* **REQUIRED ACTION**
Type out all the records word for word. Any pictures are to be left out.

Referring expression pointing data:
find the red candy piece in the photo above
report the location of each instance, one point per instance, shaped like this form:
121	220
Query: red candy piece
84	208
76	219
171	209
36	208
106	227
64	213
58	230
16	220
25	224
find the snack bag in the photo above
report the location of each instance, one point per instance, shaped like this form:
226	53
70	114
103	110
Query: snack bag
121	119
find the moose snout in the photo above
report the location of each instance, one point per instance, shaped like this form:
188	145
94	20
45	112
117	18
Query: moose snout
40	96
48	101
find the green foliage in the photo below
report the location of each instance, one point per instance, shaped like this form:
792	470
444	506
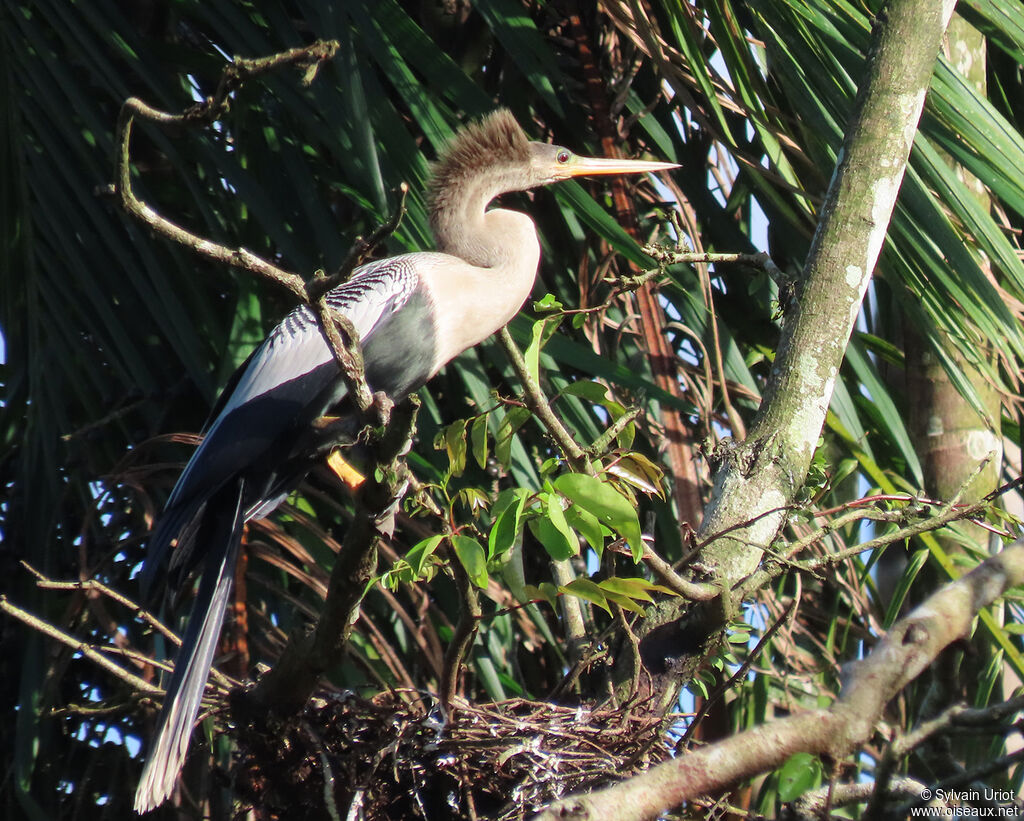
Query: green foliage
117	342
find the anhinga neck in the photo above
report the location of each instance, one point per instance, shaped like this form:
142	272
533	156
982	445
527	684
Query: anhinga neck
463	226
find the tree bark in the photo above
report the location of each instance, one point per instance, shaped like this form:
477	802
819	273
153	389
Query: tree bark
755	485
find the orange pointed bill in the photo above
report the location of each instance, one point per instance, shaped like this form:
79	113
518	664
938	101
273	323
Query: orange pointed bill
581	166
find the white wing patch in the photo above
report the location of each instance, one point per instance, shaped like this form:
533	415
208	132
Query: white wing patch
296	346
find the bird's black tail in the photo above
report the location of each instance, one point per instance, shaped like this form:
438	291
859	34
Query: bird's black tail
222	535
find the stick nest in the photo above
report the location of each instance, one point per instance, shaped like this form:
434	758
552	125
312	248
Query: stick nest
398	755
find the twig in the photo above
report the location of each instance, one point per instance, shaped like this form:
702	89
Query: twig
93	586
909	647
79	646
538	403
465	630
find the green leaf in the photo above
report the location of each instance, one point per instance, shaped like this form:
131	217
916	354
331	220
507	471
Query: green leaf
472	559
455	443
601	500
508	522
640	472
587	389
585	589
478	440
421	552
512	422
553	531
588	526
545	593
801	773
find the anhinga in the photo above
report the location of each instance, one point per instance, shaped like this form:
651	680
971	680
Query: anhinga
413	313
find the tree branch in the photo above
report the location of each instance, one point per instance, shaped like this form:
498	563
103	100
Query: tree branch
910	646
850	234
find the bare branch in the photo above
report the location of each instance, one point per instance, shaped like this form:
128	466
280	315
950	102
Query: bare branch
910	646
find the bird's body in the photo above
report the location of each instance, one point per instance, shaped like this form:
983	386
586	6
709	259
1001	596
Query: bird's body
413	313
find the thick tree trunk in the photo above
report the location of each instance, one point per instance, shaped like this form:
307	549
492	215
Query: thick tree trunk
754	487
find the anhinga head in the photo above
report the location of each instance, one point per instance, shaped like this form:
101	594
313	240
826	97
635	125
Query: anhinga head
494	157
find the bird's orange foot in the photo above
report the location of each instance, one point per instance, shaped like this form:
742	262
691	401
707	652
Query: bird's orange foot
349	475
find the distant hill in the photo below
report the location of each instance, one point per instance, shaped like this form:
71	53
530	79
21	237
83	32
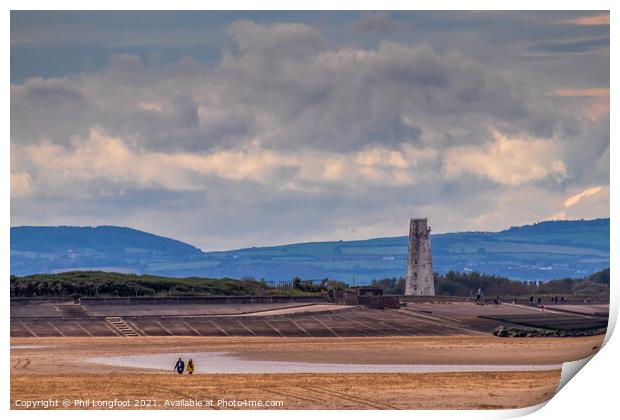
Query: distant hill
542	251
42	249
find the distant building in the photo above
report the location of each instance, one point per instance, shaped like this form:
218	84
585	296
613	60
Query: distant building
419	280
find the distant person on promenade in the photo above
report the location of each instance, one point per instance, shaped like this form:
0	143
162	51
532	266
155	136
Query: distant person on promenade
180	366
479	296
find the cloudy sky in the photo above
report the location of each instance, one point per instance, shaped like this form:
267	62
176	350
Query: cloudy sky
229	130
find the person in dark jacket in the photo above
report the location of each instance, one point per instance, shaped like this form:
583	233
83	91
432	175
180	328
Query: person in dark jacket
180	366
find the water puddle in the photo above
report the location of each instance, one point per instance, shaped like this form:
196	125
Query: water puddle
27	346
220	362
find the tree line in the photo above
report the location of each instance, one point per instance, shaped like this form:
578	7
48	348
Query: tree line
467	284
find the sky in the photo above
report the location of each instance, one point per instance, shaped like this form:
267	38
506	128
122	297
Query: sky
233	129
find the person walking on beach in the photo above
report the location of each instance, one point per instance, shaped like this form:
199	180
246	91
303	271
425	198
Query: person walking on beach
180	366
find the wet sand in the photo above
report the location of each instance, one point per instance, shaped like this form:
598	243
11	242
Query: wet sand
66	370
220	362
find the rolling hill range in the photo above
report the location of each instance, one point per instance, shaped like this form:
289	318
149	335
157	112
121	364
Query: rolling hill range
541	251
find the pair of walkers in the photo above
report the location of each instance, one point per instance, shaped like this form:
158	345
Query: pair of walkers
180	366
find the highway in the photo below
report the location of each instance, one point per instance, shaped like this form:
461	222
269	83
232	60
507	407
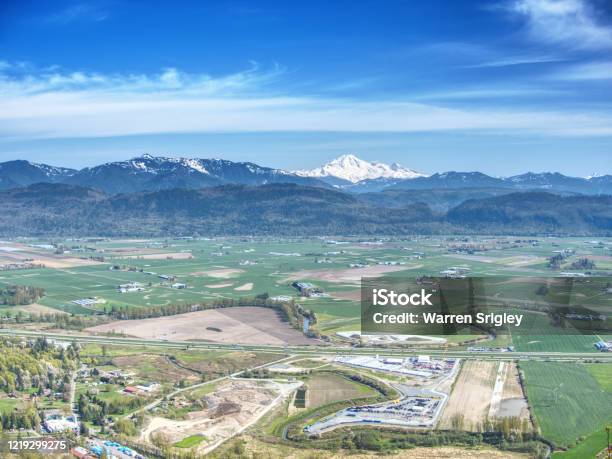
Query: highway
319	349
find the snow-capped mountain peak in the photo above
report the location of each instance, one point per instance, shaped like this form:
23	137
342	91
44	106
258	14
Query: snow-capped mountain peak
353	169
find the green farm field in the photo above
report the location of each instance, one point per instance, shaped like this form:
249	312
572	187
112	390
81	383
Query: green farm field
568	402
231	268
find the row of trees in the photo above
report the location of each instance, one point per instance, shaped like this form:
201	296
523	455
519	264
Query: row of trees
36	364
15	295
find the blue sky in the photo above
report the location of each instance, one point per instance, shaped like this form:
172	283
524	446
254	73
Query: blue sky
498	86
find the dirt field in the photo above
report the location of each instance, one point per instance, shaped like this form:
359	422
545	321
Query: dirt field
163	256
349	275
261	449
155	368
513	403
219	285
471	396
326	388
37	309
243	325
245	287
222	273
231	408
351	295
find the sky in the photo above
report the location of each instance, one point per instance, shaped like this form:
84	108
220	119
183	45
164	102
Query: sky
499	86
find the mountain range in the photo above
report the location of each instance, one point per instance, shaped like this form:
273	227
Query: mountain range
347	173
157	196
281	209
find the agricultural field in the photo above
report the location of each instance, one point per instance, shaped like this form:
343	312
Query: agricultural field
470	399
567	400
190	271
323	388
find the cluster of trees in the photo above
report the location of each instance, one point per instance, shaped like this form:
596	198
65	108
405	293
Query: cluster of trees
556	261
14	295
59	320
37	364
96	410
27	418
510	428
583	263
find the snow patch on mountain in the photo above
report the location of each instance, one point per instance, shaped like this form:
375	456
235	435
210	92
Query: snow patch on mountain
353	169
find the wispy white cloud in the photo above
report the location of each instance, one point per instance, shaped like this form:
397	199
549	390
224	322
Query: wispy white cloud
493	93
572	23
77	104
517	60
79	12
588	71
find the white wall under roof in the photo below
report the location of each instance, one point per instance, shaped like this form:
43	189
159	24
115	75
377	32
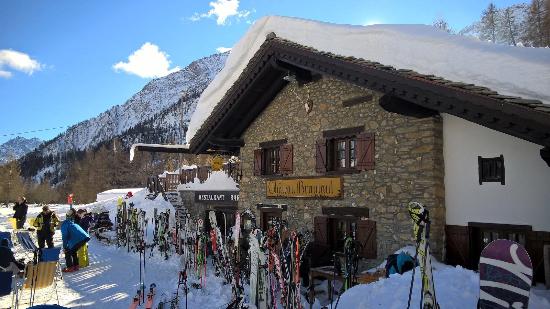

* **WRITTEN RESPONSE**
find the red candy piece in the photo above
report the location of each instance, one point per instance, shaped like this form:
121	220
Query: red candy piece
84	208
76	219
171	209
36	208
106	227
64	213
58	230
16	220
25	224
find the snack bag in the photo above
report the location of each instance, one point per instance, shaped like this form:
226	53
70	114
103	110
Query: snack bag
121	119
find the moose snout in the photo above
report the location of each instance, one point per instance, shaped like this form:
188	145
94	20
45	112
117	18
Query: moose snout
40	96
48	101
find the green foliage in the photo below
report the location of each instance, one point per instance, shaped like this form:
792	470
444	506
Query: green foliage
117	342
find the anhinga neck in the photo above
report the location of each instance, one point per instance, shaped like this form:
142	272
533	156
982	445
527	684
Query: anhinga neck
463	226
find the tree bark in the photo above
report the location of each instance, one point per instance, shaped like this form:
477	802
819	273
153	389
Query: tree bark
755	485
find the orange pointed bill in the photo above
report the location of each instance, one point per instance, shaped like this form:
79	113
518	664
938	101
273	323
Query: orange pointed bill
581	166
find the white wing patch in the photo above
report the location of each instance, one point per instance, shaped like this form:
533	415
208	132
Query: white wing patch
296	346
find the bird's black tail in the photo above
report the location of each instance, one point per instance, shaped like this form:
438	291
859	34
Query: bird's black tail
222	535
find the stick nest in the photo above
report the location of each instance, one point per instance, shaped like this form:
434	758
552	125
312	248
Query: stick nest
398	755
find the twig in the photo above
report the location of each instance, one point per instance, shaped like this form:
702	89
Query: twig
93	586
909	647
79	646
538	403
465	630
find the green leaf in the photo above
report the location of each instance, one point per instance, shaped like this form:
131	217
916	354
331	220
507	471
Query: green leaf
472	559
455	443
601	500
508	522
640	472
587	389
585	589
478	440
421	552
512	422
553	531
588	526
545	593
801	773
find the anhinga in the photo above
report the location of each instance, one point per instance, shaped like this form:
651	680
971	680
Query: anhinga
413	313
find the tree branch in the photo above
report the location of each instance, one point per instance, shaped like this form:
498	563
103	100
Query: tree branch
910	646
850	234
find the bare branch in the photo above
report the location of each instance, one point per instance, shaped like this form:
128	466
280	315
950	102
Query: bare branch
910	646
find the bird's body in the photo above
report the location of each instance, one point per instance, shaped like this form:
983	386
586	6
709	259
1001	596
Query: bird's body
413	313
find the thick tree trunk in the photo above
report the location of each instance, one point per instance, shaped like this form:
307	549
492	215
Query: thick tree trunk
754	487
find the anhinga head in the photo above
report the location of each instance, one point per instance, shaped like this form:
101	594
313	240
826	97
635	125
Query: anhinga head
494	157
find the bird's orange foot in the photo above
report the location of each instance, one point per instance, shaped like this form:
742	262
691	401
707	652
Query: bird's orange foot
349	475
find the distant hill in the photo below
report the location of each instance, one point per instance, shaped like this form:
71	53
530	79
21	237
83	32
Query: distant hill
542	251
42	249
find the distant building in the photo above
report the location of each instance, one point per instance, shaped like this form:
218	84
585	296
613	60
Query: distant building
419	280
find the distant person on promenade in the photo above
report the location of each instance, one point per instance, shaped like this form:
0	143
162	51
532	266
155	136
Query: distant person on promenade
180	366
479	296
find the cloudy sky in the photo above
report the location of each instance, one point per instance, shaped like this form:
267	62
176	350
Query: cloudy sky
229	130
find the person in dark jacket in the photo above
report the location of each instance, one point per instance, shaped like this form:
583	233
83	91
432	175
180	328
Query: person in dark jacket
180	366
find the water puddle in the photo above
report the location of each instance, one point per instance, shaped like this form:
196	125
Query: water puddle
27	346
220	362
find the tree line in the photo above
report the location of each instance, one point per instance, shaped like this form:
578	7
48	348
Query: tree line
467	284
find the sky in the photo above
report the location of each instance, one point per instance, shaped like this form:
267	38
506	128
122	297
Query: sky
233	129
find the person walking on beach in the photo above
report the location of each instance, one point per instance, shaped like this form:
199	180
246	91
303	271
425	198
Query: person walking on beach
180	366
find the wet sand in the photo above
report the location of each instance, one point per instance, shaped like this form:
598	243
11	242
Query: wet sand
66	370
220	362
find the rolling hill range in the photo above
report the location of each instance, one point per instance, shaped like this form:
289	318
149	335
157	112
121	364
Query: rolling hill range
541	251
find the pair of walkers in the photo above
report the location of each instance, one point per instance, shaped like this form:
158	345
Query: pair of walkers
180	366
find the highway in the photo below
report the location of each instance, one point per instance, shaped like this form:
461	222
269	83
232	60
507	407
Query: highway
319	349
find the snow-capped mountain peak in the photo above
report the location of each instance, one point per instance, shaped like this form:
23	137
342	91
44	106
258	14
Query: snow-capped mountain peak
353	169
find the green farm field in the photo above
report the location of each instance, one point per instance, shaped like this form:
249	312
572	187
112	390
81	383
Query: green farm field
568	402
231	268
find the row of trees in the photo above
report the location of each instance, one point per instance, shaped like this form:
201	296
523	455
519	264
Query: row of trees
36	364
15	295
find the blue sky in the photo above
report the location of each instance, one point per instance, shaped like this form:
172	283
524	446
254	73
Query: blue sky
498	86
find the dirt field in the photo above
report the location of each instance, one point per instance, shaped like this form:
359	422
545	321
Query: dirt field
163	256
349	275
261	449
155	368
513	403
219	285
471	396
326	388
37	309
243	325
245	287
222	273
231	408
351	295
find the sky in the photo above
report the location of each instance, one point per instance, shaped like this form:
84	108
220	119
183	45
164	102
Query: sky
499	86
find the mountain range in the photo above
report the location of each instance, one point per instance, shaped like this form:
273	227
Query: mountain range
347	173
157	196
281	209
find the agricultural field in the photo above
report the location of each instance, one point per instance, shaped like this form:
343	312
Query: agricultural field
470	399
567	400
190	271
323	388
find the cluster of trees in the photo above
report the location of each instance, one point per instance, shaped like this form:
596	198
65	108
405	293
Query: cluster of trees
556	261
14	295
59	320
37	364
96	410
27	418
510	428
583	263
find the snow patch on mountain in the photo above
report the location of each instance, one point per instance, shaped like this form:
375	456
235	435
210	92
Query: snow patch on mountain
353	169
find the wispy white cloud in the photo above
report the location of each instance, one point per instance, shaped like this form:
397	199
549	390
224	322
Query: wispy white cloud
493	93
572	23
77	104
517	60
79	12
588	71
find the white wall under roof in the photo below
report the location of each instance, one point per instance, shaped like this form:
43	189
159	24
115	75
377	32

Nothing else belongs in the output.